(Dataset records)
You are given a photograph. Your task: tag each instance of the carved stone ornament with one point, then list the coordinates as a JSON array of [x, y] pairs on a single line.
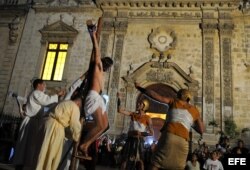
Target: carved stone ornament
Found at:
[[58, 31], [162, 39]]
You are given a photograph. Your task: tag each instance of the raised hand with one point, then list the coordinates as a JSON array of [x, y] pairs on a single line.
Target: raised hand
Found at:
[[91, 28]]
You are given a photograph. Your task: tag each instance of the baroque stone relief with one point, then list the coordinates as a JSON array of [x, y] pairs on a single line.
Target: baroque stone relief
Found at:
[[58, 31], [162, 39], [167, 73]]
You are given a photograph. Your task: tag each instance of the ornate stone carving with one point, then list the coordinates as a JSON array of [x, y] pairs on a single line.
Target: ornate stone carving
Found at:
[[58, 31], [121, 25], [208, 27], [108, 25], [162, 39], [227, 71], [160, 75], [226, 28]]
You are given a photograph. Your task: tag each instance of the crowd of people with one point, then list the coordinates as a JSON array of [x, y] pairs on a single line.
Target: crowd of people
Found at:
[[110, 152], [41, 141]]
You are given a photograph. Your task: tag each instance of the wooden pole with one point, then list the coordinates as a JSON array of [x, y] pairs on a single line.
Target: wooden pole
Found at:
[[75, 156]]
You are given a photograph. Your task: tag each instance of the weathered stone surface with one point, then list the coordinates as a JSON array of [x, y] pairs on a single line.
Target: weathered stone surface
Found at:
[[210, 54]]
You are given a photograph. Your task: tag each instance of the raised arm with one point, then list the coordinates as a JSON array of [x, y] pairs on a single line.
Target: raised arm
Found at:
[[153, 94], [150, 127], [119, 108], [199, 126], [95, 34]]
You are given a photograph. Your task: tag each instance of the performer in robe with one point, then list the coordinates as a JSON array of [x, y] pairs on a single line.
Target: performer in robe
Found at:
[[30, 125], [172, 148], [94, 103], [65, 114], [140, 127]]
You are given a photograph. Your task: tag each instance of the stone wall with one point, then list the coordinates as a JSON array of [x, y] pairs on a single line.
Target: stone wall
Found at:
[[212, 41]]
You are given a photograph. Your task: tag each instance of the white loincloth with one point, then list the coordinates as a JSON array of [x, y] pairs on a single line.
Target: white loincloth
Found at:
[[93, 102]]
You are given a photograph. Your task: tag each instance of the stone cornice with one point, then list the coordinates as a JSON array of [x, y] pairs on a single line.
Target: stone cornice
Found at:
[[76, 8], [166, 3]]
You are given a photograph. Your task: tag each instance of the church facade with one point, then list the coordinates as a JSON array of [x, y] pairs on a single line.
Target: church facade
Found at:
[[162, 44]]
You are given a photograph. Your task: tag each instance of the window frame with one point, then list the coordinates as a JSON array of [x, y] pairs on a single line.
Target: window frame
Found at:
[[57, 51]]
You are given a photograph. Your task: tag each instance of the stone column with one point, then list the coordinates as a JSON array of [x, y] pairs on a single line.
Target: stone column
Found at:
[[120, 28], [208, 26], [225, 36]]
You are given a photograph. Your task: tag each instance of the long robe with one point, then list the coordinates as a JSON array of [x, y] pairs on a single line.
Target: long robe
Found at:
[[30, 125], [65, 114]]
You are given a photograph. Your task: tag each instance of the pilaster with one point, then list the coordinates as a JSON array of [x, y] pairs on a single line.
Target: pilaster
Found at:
[[226, 27], [209, 27]]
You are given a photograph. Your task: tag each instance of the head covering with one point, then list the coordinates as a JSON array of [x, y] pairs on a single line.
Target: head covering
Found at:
[[146, 104], [184, 94]]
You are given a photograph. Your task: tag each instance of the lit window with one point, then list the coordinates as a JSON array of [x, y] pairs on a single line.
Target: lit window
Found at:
[[55, 61]]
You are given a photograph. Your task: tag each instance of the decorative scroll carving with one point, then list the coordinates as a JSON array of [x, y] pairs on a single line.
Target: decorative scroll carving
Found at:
[[160, 75], [121, 25], [162, 39]]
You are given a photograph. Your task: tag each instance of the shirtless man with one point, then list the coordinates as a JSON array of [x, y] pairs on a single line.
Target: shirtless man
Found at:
[[94, 103], [140, 127]]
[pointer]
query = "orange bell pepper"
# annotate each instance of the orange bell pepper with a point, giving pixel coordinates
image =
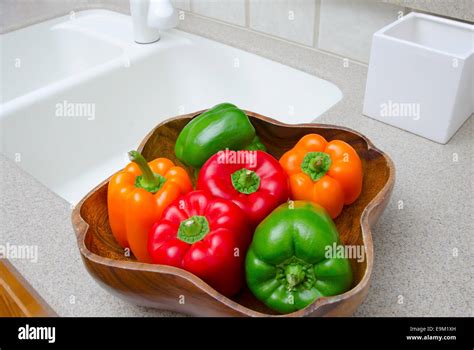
(326, 173)
(137, 196)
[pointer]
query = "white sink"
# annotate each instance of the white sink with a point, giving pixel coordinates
(86, 94)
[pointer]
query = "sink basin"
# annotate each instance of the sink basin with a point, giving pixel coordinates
(69, 118)
(40, 55)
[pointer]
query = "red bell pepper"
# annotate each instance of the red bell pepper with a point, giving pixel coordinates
(254, 180)
(206, 236)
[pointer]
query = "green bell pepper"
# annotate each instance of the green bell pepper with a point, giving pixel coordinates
(223, 126)
(286, 265)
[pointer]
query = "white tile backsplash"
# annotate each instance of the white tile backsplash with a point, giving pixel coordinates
(346, 26)
(231, 11)
(288, 19)
(182, 4)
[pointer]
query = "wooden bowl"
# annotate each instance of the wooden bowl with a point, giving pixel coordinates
(170, 288)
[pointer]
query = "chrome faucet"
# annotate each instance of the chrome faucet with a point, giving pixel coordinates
(151, 16)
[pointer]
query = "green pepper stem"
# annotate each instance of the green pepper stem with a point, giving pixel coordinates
(148, 180)
(193, 229)
(245, 181)
(294, 275)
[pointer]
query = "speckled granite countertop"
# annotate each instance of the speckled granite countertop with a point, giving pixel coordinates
(424, 248)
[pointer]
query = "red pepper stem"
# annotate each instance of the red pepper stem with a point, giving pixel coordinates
(148, 180)
(245, 181)
(193, 229)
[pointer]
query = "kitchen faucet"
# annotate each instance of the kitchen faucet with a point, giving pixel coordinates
(151, 16)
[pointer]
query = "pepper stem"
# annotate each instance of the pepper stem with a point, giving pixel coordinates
(316, 164)
(294, 275)
(245, 181)
(148, 180)
(193, 229)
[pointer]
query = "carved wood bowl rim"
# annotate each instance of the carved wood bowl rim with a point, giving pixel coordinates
(81, 228)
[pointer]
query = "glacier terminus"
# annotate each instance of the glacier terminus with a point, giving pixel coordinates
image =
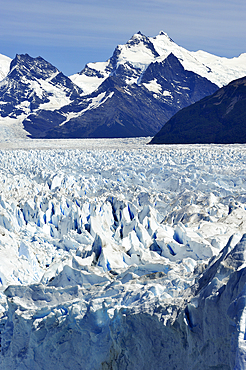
(118, 255)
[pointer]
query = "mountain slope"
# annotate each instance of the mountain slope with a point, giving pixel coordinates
(118, 109)
(133, 93)
(33, 83)
(132, 59)
(220, 119)
(4, 66)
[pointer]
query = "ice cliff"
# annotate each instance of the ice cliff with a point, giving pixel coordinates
(123, 258)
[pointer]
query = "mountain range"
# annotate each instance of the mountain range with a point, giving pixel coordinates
(133, 93)
(219, 119)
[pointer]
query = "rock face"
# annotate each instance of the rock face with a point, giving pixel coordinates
(220, 118)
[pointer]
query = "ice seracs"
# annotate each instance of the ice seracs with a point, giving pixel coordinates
(108, 256)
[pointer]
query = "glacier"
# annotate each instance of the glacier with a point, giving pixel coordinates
(115, 254)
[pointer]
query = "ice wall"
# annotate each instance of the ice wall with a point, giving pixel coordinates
(123, 259)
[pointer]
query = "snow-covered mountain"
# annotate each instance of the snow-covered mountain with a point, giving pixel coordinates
(219, 118)
(134, 93)
(133, 58)
(4, 66)
(33, 83)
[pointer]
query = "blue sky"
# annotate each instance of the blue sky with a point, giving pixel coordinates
(70, 33)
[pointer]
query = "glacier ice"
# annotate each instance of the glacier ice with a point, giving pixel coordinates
(118, 255)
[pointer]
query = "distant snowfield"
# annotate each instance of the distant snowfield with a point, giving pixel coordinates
(113, 251)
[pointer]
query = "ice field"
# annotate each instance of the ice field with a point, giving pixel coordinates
(119, 255)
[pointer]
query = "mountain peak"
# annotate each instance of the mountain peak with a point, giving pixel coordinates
(162, 33)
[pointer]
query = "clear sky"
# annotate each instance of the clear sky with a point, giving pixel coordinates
(71, 33)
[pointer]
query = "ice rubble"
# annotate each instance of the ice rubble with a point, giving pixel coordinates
(123, 258)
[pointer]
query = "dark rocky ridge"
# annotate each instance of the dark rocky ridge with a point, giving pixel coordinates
(125, 110)
(219, 118)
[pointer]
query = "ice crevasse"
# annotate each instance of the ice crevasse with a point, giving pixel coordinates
(123, 259)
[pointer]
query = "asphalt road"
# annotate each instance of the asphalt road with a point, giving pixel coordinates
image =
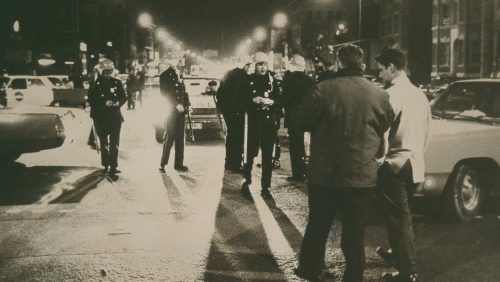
(62, 220)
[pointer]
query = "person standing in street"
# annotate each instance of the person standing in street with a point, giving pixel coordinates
(230, 99)
(263, 110)
(132, 88)
(172, 89)
(106, 98)
(347, 117)
(296, 84)
(403, 168)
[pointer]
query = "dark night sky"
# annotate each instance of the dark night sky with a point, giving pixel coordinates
(199, 23)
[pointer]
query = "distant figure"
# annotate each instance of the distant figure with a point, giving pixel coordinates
(347, 117)
(404, 166)
(296, 85)
(263, 109)
(177, 102)
(106, 97)
(230, 99)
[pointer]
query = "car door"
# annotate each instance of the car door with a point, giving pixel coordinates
(40, 92)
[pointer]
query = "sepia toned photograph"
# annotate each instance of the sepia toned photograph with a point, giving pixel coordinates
(250, 140)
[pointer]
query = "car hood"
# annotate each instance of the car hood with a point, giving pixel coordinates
(452, 127)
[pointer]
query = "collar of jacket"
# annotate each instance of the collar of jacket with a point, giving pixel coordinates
(349, 72)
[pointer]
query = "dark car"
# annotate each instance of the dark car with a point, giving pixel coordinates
(463, 156)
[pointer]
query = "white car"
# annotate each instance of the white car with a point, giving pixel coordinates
(29, 90)
(463, 154)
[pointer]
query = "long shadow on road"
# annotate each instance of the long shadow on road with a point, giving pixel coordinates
(239, 248)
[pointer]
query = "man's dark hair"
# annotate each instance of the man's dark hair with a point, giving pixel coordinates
(392, 56)
(351, 56)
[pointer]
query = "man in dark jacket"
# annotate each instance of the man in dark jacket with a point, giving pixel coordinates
(296, 84)
(230, 99)
(177, 102)
(263, 110)
(105, 98)
(347, 117)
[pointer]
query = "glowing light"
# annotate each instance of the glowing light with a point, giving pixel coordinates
(260, 34)
(280, 20)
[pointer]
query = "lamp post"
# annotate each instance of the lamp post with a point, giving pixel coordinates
(146, 21)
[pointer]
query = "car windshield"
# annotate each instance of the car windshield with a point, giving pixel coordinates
(478, 101)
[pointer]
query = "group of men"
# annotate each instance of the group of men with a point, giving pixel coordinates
(366, 143)
(261, 96)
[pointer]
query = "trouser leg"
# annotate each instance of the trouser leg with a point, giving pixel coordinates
(266, 146)
(179, 141)
(354, 209)
(322, 208)
(103, 132)
(114, 144)
(393, 192)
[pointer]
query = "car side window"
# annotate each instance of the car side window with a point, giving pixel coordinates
(36, 82)
(19, 83)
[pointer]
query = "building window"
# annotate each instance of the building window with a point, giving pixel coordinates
(445, 12)
(474, 50)
(396, 23)
(444, 54)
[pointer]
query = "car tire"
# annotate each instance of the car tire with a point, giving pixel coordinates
(7, 158)
(464, 194)
(159, 133)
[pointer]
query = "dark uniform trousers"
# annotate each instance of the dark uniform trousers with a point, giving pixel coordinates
(266, 146)
(324, 203)
(235, 123)
(175, 124)
(109, 140)
(297, 151)
(393, 193)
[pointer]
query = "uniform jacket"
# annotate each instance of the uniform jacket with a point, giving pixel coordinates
(106, 90)
(173, 89)
(262, 121)
(296, 85)
(232, 91)
(347, 117)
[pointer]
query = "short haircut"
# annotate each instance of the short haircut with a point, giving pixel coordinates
(392, 56)
(351, 56)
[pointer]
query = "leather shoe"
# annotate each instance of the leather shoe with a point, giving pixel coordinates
(181, 168)
(387, 255)
(264, 192)
(310, 276)
(296, 178)
(396, 277)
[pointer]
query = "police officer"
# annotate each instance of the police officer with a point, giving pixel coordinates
(296, 84)
(263, 111)
(230, 99)
(105, 98)
(177, 103)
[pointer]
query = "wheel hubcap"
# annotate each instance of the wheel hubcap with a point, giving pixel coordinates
(470, 192)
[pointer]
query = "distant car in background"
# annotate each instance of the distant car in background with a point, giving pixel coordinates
(463, 156)
(206, 123)
(28, 132)
(29, 89)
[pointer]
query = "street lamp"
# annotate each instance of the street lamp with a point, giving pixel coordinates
(145, 20)
(280, 20)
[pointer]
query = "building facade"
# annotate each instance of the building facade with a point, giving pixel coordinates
(465, 38)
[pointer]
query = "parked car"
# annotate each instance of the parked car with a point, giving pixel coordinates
(205, 122)
(29, 89)
(27, 132)
(463, 156)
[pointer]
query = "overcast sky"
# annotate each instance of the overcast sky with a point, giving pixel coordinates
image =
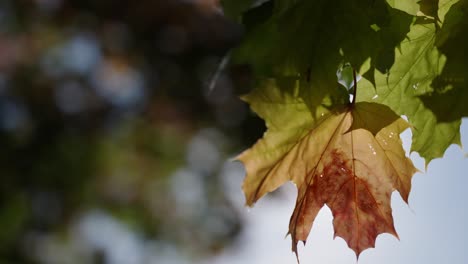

**TASK DETAILS:** Check every line of the records, and copy the ones that hold the word "carving".

**TASK SOLUTION:**
You are given a photograph. Your task: tag each instance of the ornate stone carving with one point, then list the coordinates as a JSON array of [x, y] pairs on a single line.
Target: ornate stone carving
You are given a photograph. Your task: tag each instance of the decorative scroll carving with one point, then list the coordinates as a JSON array of [x, y] pairs on a single line.
Target: decorative scroll carving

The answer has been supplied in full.